(INPUT DATA)
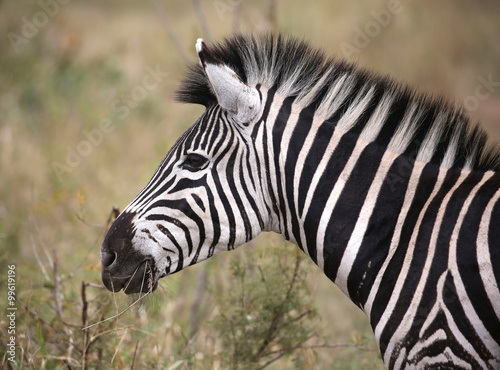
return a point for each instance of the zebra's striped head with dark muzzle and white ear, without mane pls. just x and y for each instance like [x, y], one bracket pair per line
[205, 197]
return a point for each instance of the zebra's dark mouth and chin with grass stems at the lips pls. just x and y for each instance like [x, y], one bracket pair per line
[141, 280]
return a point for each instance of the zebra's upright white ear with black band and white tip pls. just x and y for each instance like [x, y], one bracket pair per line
[241, 101]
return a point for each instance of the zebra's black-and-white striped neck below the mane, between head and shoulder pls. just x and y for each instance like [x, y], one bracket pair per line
[345, 200]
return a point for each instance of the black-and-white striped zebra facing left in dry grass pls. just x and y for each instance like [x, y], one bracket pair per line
[391, 192]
(End INPUT DATA)
> **EXERCISE DETAILS**: When you transcribe the lines above, keep every word exact but leave the pictures behind.

> **TASK ANSWER**:
return a point for each instance of the zebra's striped head with dark muzzle and white ear, without mane pls. just x and y for each instance like [x, y], one bracket pair per line
[205, 197]
return a point for each instance of the zebra's dark mouth and chin with grass stems at the lips pls. just x and y for each instance like [x, y], one bracket pair per line
[141, 280]
return a point for each instance of the zebra's upright white ear with black band and white tip pls. just x and y for each instance like [x, y], one bracket pair per line
[241, 101]
return a point for each instance of the zebra's black-and-white striped neck below the mane, between head and shoulder pls. just x and y for each instance like [x, y], one bracket pair per line
[345, 200]
return a point for each instance of the black-and-white striped zebra facing left in dry grass pls. just x and y for each instance like [x, y], one bracket pair per line
[391, 192]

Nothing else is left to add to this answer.